● **DIRECTIONS**
In the forum thread below about the tug Orion, what engines does the tug currently have?

# Old tug"ORION" with Skinner engines????



## Captian Dag (Oct 26, 2008)

saw this 69 year old tug inbound in Port Fourchon,Louisiana and noticed odd sounding engines. her current ABS records show her with Skinner diesels. Never heard of these before. anyone has info to share????


----------



## chadburn (Jun 2, 2008)

Like most of the smaller marine diesel's they appear to be a marinisation of an American Truck Engine.


----------



## Captian Dag (Oct 26, 2008)

After further investigation, ABS possibly could still be listing her original engines from new built as Skinner did manufacture steam engines or at least this sounds like a good explanation......


----------



## chadburn (Jun 2, 2008)

The most common of the marinised diesel truck engine's has to be the Ford straight six, I would not like to hazard a guess at the number of Companies World Wide that have put there own marine kit's on them throughout the year's and still do. A great engine as long as they are not on Keel Cooler's. The name Skinner ring's a bell, I presume they built steam Loco engine's along with the marine engine.


----------



## Wallace Slough (Mar 21, 2009)

Could the ABS records possibly be referring to Skinner Uniflow engines?

http://en.wikipedia.org/wiki/Uniflow_steam_engine

Skinner Uniflow engines were also used in railroad tugs, and there were at least two of them active in the San Francisco Bay area. I believe the original tugs were of WWII design. A number of them were repowered with diesels after the war such as the Henry Foss.


----------



## Captian Dag (Oct 26, 2008)

I was able to go down to the Martin Midstream terminal here in Port Fourchon and reshoot this tug . I was fortunate to find one of the captains and the chief on the back deck. they were kind enough to answer a few questions

She is indeed the 1943 built vessel.(see IMO number in photo) 
her original engine was a skinner steam plant. then repowered with fair banks and currently has twin 16 cyl. Alco diesels

her captain said she has less downtime than the other offshore tugs owned by Martin and she 's a great handling tug. he also said she spent a good part of her career working the mouth of the Mississippi river as an assist tug for grounded ships


----------

Dataset items

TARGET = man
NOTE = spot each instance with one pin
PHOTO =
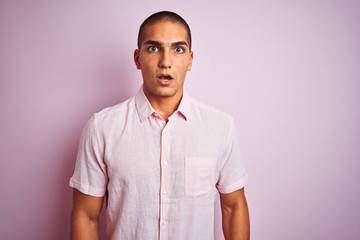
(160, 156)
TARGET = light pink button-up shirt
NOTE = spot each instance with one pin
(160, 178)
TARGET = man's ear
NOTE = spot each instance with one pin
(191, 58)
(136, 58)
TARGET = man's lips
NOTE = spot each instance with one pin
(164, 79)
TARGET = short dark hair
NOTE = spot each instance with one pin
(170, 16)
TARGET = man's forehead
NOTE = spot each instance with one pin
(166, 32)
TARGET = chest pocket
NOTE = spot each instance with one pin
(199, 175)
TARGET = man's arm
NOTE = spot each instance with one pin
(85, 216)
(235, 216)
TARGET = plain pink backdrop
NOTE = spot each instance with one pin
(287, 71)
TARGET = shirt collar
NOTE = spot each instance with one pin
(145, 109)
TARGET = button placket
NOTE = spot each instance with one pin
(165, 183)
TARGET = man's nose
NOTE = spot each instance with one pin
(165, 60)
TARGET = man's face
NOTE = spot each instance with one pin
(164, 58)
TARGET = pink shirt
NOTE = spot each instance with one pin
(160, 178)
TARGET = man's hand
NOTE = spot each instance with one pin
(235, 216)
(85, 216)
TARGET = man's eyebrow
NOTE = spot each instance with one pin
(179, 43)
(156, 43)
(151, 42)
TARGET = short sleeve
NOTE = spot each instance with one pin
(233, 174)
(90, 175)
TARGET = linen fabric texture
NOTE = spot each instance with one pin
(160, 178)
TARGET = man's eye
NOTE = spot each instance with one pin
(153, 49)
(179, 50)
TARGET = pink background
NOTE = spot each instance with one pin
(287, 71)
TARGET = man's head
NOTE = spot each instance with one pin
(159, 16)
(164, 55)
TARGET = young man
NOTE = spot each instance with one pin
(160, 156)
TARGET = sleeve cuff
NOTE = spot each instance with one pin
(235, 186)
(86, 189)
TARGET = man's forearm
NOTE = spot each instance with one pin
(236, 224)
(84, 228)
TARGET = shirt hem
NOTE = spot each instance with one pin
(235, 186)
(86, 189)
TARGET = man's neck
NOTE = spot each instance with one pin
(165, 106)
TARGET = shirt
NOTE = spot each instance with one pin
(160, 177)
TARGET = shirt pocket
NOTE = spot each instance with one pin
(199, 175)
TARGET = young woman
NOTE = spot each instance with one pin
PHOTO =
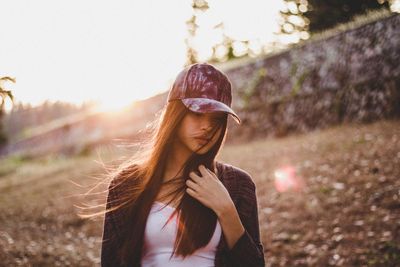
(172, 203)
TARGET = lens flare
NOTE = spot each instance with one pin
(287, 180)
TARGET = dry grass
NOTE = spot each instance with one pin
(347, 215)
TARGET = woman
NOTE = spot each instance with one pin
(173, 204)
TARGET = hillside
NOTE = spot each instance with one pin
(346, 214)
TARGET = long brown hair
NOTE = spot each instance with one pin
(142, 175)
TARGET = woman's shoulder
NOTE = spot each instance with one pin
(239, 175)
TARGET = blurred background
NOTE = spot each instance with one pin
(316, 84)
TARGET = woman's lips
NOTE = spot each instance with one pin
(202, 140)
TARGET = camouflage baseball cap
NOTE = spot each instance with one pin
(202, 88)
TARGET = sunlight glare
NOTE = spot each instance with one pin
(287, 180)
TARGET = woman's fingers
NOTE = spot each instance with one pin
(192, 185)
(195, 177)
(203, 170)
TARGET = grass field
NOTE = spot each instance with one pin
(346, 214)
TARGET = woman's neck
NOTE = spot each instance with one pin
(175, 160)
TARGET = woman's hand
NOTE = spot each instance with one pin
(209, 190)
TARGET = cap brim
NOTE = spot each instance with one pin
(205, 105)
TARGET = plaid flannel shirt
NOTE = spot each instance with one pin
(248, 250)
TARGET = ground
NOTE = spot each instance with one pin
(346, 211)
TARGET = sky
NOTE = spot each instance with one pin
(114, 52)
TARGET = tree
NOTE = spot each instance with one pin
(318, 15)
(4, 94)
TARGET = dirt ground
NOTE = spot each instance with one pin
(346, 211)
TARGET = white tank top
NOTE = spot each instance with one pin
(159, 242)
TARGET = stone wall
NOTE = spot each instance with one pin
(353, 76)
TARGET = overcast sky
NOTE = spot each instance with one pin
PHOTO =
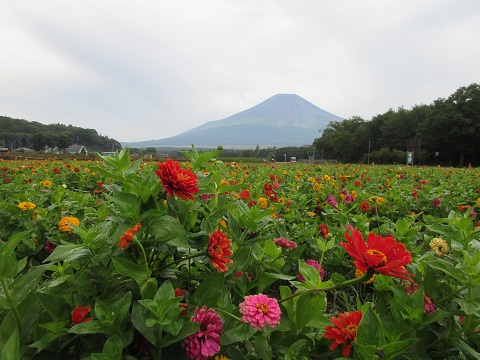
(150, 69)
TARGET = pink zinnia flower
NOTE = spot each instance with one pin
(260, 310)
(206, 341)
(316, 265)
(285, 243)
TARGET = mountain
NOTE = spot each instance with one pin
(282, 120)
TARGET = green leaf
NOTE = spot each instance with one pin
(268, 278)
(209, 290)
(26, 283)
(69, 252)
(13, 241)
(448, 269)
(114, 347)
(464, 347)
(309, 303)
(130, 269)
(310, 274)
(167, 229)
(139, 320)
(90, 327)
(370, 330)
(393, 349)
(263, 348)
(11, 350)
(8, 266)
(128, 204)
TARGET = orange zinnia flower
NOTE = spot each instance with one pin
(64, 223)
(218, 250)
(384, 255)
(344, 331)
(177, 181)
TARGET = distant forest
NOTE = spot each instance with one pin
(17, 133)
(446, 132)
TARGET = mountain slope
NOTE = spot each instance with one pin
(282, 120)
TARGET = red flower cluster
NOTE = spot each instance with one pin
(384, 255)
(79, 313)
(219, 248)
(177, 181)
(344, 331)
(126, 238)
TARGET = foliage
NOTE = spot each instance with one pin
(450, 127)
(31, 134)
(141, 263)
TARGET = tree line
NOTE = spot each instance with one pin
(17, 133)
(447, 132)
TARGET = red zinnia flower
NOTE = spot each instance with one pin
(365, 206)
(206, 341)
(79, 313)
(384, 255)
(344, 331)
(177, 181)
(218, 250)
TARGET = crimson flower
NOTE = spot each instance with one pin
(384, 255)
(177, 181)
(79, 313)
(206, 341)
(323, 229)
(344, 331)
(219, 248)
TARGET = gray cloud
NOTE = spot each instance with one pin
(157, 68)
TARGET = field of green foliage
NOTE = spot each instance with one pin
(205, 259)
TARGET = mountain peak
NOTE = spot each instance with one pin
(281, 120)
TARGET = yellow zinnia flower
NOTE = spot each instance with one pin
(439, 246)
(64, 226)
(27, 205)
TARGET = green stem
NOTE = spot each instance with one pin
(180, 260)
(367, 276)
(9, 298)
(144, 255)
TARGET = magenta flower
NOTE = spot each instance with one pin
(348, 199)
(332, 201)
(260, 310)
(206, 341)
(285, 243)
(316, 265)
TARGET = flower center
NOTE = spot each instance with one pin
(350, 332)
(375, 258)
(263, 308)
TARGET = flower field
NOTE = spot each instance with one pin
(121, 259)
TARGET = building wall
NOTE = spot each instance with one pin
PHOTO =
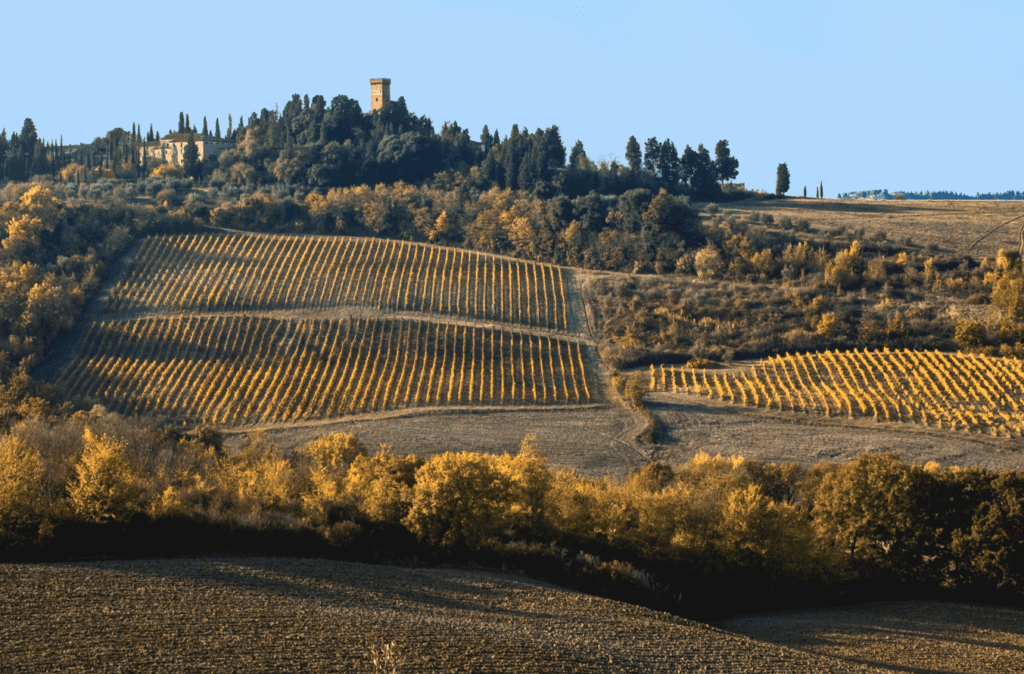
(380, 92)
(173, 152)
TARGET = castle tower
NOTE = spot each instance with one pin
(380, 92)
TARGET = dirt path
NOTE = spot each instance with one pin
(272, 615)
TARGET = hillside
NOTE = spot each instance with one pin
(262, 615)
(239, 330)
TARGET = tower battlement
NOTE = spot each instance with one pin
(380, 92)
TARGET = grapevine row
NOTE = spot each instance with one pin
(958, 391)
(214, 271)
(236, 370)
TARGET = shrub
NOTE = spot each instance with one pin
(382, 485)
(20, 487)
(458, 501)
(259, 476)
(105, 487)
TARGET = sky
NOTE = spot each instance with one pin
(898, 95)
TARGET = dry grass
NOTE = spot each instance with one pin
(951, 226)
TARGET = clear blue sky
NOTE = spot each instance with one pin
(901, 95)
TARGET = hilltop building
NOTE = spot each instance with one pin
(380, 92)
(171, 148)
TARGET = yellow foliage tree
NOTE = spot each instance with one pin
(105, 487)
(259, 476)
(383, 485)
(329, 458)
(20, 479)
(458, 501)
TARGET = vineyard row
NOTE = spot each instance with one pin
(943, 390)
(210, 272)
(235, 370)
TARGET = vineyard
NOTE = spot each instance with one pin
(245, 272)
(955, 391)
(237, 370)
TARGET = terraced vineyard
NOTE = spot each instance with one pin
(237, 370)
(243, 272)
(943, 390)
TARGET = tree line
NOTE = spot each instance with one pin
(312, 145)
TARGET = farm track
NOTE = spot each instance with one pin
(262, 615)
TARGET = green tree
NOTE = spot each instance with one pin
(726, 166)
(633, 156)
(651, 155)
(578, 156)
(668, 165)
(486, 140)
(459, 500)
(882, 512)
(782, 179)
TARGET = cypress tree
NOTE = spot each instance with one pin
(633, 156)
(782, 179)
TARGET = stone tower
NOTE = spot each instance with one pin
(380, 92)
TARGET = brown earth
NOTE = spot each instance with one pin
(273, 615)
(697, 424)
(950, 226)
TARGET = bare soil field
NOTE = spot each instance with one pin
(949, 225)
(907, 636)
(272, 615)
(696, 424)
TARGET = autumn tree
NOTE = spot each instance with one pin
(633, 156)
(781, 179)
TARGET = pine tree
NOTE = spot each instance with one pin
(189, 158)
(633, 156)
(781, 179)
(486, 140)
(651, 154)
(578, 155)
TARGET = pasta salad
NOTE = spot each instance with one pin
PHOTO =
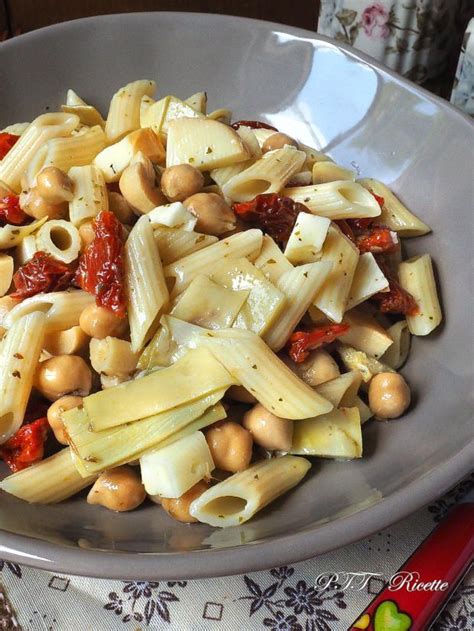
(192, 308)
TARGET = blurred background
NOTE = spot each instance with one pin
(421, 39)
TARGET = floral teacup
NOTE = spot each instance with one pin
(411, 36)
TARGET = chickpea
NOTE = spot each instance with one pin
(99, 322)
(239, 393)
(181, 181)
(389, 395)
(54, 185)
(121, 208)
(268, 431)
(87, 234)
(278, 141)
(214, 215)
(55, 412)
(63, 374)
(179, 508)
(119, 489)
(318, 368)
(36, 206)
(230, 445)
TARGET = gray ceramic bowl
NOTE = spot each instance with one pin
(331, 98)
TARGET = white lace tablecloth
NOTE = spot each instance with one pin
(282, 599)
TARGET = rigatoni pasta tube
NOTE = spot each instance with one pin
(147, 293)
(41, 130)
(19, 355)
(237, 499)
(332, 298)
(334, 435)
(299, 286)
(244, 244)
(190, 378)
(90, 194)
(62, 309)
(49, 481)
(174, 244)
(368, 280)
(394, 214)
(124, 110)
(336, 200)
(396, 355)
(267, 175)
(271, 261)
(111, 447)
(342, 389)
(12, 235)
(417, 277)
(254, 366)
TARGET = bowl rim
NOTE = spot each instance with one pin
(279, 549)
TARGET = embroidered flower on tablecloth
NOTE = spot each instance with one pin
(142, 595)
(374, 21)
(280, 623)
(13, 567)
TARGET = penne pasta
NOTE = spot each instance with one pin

● **ANSWER TO THE TASK**
Twin 16-cylinder Alco diesels.